*Information supplied*:
■ ■ ■ ■ ■

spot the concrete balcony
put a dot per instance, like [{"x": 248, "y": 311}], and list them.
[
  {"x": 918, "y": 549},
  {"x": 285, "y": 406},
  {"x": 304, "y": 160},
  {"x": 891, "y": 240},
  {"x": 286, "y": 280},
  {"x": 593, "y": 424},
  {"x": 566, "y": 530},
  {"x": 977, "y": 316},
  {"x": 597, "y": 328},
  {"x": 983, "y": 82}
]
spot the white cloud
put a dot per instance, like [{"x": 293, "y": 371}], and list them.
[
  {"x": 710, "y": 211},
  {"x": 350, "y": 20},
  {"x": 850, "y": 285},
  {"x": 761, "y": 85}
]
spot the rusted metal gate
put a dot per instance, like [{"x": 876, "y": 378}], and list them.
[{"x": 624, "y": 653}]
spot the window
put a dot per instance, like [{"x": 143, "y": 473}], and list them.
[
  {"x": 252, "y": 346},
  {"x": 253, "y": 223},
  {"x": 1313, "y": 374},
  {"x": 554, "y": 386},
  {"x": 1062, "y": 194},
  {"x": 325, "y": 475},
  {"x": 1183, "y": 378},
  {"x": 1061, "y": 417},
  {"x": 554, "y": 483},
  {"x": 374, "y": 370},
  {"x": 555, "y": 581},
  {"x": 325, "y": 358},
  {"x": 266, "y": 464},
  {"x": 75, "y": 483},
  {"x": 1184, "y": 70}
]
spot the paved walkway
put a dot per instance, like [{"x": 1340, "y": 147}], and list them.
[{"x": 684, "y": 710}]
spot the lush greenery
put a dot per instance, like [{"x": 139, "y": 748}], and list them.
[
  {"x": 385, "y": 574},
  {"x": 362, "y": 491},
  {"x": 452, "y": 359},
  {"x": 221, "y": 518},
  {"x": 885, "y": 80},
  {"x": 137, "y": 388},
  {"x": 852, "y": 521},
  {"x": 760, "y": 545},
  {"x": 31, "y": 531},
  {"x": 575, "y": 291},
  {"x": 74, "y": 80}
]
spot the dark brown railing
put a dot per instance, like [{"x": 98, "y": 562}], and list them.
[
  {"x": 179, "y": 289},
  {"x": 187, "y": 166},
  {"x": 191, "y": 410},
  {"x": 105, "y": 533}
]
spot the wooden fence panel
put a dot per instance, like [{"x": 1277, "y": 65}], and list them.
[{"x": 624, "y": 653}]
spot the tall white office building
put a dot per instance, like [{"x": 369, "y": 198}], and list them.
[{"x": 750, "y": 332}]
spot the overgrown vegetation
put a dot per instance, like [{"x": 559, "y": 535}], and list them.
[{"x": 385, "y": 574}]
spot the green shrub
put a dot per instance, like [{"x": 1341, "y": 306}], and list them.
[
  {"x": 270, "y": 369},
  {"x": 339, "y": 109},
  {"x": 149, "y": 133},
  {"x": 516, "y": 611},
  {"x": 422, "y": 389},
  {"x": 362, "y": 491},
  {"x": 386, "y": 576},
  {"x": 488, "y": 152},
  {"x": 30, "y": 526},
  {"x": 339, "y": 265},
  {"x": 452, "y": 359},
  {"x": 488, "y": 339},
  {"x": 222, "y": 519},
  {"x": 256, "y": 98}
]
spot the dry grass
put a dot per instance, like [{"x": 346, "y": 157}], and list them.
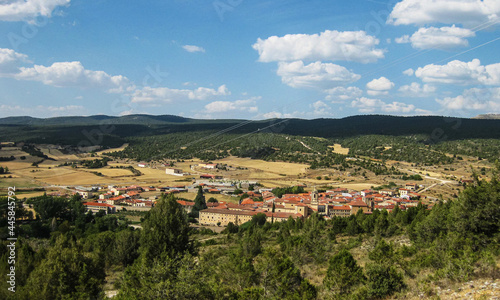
[
  {"x": 269, "y": 167},
  {"x": 121, "y": 148},
  {"x": 337, "y": 148}
]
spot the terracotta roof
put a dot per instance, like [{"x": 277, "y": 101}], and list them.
[
  {"x": 97, "y": 204},
  {"x": 341, "y": 207}
]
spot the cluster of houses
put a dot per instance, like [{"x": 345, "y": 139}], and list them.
[
  {"x": 339, "y": 202},
  {"x": 124, "y": 196}
]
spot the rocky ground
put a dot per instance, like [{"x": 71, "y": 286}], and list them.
[{"x": 479, "y": 289}]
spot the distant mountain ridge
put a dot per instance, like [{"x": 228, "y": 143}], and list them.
[
  {"x": 96, "y": 119},
  {"x": 74, "y": 130},
  {"x": 488, "y": 116}
]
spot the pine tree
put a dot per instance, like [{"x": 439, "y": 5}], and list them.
[
  {"x": 343, "y": 273},
  {"x": 165, "y": 232}
]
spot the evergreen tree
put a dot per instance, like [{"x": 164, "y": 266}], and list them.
[
  {"x": 343, "y": 273},
  {"x": 66, "y": 273},
  {"x": 165, "y": 231}
]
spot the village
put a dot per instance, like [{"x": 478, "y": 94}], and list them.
[{"x": 250, "y": 199}]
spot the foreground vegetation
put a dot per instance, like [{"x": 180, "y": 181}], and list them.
[{"x": 65, "y": 253}]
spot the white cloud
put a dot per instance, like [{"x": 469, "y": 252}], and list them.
[
  {"x": 487, "y": 99},
  {"x": 343, "y": 93},
  {"x": 273, "y": 115},
  {"x": 328, "y": 45},
  {"x": 459, "y": 72},
  {"x": 403, "y": 40},
  {"x": 151, "y": 95},
  {"x": 10, "y": 61},
  {"x": 27, "y": 10},
  {"x": 248, "y": 105},
  {"x": 369, "y": 105},
  {"x": 192, "y": 48},
  {"x": 314, "y": 75},
  {"x": 467, "y": 12},
  {"x": 441, "y": 38},
  {"x": 73, "y": 74},
  {"x": 409, "y": 72},
  {"x": 41, "y": 111},
  {"x": 417, "y": 90},
  {"x": 320, "y": 109},
  {"x": 379, "y": 86}
]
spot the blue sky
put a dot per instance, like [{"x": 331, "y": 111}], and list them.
[{"x": 241, "y": 59}]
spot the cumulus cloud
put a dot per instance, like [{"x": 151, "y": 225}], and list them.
[
  {"x": 416, "y": 90},
  {"x": 459, "y": 72},
  {"x": 441, "y": 38},
  {"x": 248, "y": 105},
  {"x": 73, "y": 74},
  {"x": 369, "y": 105},
  {"x": 321, "y": 109},
  {"x": 409, "y": 72},
  {"x": 41, "y": 111},
  {"x": 487, "y": 99},
  {"x": 339, "y": 94},
  {"x": 192, "y": 48},
  {"x": 156, "y": 95},
  {"x": 380, "y": 86},
  {"x": 328, "y": 45},
  {"x": 27, "y": 10},
  {"x": 466, "y": 12},
  {"x": 402, "y": 40},
  {"x": 10, "y": 61},
  {"x": 314, "y": 75}
]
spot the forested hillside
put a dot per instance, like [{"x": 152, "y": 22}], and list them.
[{"x": 66, "y": 253}]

■ ■ ■ ■ ■

Return every line from the one holding "spot the cumulus cloud" through the end of the data, exactly as it appears, with both ends kept and nothing else.

*Solution*:
spot the cumulus cloud
put a dot per instance, like [{"x": 151, "y": 225}], and list them.
[
  {"x": 416, "y": 90},
  {"x": 459, "y": 72},
  {"x": 441, "y": 38},
  {"x": 248, "y": 105},
  {"x": 73, "y": 74},
  {"x": 369, "y": 105},
  {"x": 321, "y": 109},
  {"x": 409, "y": 72},
  {"x": 41, "y": 111},
  {"x": 487, "y": 99},
  {"x": 339, "y": 94},
  {"x": 192, "y": 48},
  {"x": 156, "y": 95},
  {"x": 380, "y": 86},
  {"x": 328, "y": 45},
  {"x": 27, "y": 10},
  {"x": 466, "y": 12},
  {"x": 402, "y": 40},
  {"x": 10, "y": 61},
  {"x": 314, "y": 75}
]
spot the forested hillside
put a dot per instance, like [{"x": 152, "y": 22}], and list them.
[{"x": 66, "y": 253}]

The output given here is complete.